Source document:
============

Building a List of Candidates

Steve Leveen suggests some possible strategies for building a list of candidates:

  • Begin with a list of books or authors you know you want to read. Group titles and authors under subject headings such as work, travel, nutrition & health, biography, and classics, listing the sources of these recommendations.
  • Reconstruct a list of books or authors you have enjoyed in the past that might shed light on future selections. Three decades ago I enjoyed Fredric Buechner’s novel tetralogy The Book of Bebb, but I have not read this author’s other acclaimed works that might make worthy reading candidates. Likewise, there could be merit in re-reading The Book of Bebb at this stage in my life; I would inevitably read the text differently. Buechner has sometimes been compared to English author Grahame Greene and Canadian author Robertson Davies and so it would be interesting to determine if either of these authors has written material I might want to include on my list of candidates.
  • Beware of well-intentioned friends recommending titles that may or may not make good candidates for personal reading, but take note of book recommendations from acquaintances who are experts on a particular subject in which you share a common interest. Your local public librarians could be useful in this regard as well.
  • Probably the most practical advice that I took away from Leveen’s Guide was a quote by Atwood H. Townsend that says “[n]ever force yourself to read a book that you do not enjoy. There are so many good books in the world that it is foolish to waste time on one that does not give you pleasure.”9 Likewise, in a 2012 Ted Talk, Nancy Pearl advises not to read beyond fifty pages of a book if you are not enjoying it. “Life is too short and your list of good books beckons”10

 

Reading Actively

Leveen suggests “[t]he point of reading is not reading but living. Reading helps you live with greater appreciation, keener insight and heightened emotional awareness.”11 But just as you can practice a musical instrument poorly and without focused attention, you can also be a disengaged reader. Leveen recommends that “if you want to read well, read actively.”12 Rather than diving in, begin by previewing the book. Once you’ve started, don’t hesitate to put a book down if it doesn’t speak to you, even if others hold it in high regard. If you own the book, freely take notes in the margins and define vocabulary with which you are unfamiliar. Once you have finished a book, spend time reflecting on what you have read, re-reading favorite sections, writing down quotes that speak to you, and talking with a friend who has also read the book. These strategies will help you remember some of the characters and ideas you engaged with in the book. And for the most part, Leveen discourages speed-reading, in favor of lingering with the text—taking a “slow foods” approach, if you will, to reading.

============

Excerpted records:

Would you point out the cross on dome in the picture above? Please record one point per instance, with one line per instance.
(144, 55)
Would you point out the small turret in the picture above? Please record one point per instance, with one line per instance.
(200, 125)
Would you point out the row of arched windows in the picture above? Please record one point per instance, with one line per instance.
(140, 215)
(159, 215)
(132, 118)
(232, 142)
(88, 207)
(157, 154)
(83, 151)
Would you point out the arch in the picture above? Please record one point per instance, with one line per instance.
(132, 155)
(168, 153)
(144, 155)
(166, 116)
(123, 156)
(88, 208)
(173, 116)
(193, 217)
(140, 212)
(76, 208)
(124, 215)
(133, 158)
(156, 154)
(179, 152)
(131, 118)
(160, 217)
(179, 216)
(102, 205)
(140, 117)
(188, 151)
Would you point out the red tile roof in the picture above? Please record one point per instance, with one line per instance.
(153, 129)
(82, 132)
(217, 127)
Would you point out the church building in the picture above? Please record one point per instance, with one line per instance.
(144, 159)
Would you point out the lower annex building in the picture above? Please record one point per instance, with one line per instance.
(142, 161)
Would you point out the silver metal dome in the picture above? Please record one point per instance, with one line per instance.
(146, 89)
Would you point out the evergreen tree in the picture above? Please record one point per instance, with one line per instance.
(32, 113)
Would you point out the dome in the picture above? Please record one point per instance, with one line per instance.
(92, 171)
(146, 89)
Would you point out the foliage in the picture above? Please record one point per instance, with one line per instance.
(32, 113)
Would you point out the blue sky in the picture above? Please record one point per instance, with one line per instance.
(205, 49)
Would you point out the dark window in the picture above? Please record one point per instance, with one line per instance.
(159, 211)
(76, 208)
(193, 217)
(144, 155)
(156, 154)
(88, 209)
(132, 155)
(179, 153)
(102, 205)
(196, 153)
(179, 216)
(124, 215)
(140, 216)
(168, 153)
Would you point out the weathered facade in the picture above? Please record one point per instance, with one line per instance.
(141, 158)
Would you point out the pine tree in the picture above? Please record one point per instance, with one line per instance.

============

Work to do:
Answer these questions from the text on choosing and reading books.
1. What Fredric Buechner work does the writer say they enjoyed three decades ago?
2. After how many pages does Nancy Pearl advise giving up on a book you are not enjoying?
3. What does Leveen favor in place of speed-reading?

Response below:
1. The novel tetralogy The Book of Bebb.
2. Fifty pages.
3. Lingering with the text, a "slow foods" approach to reading.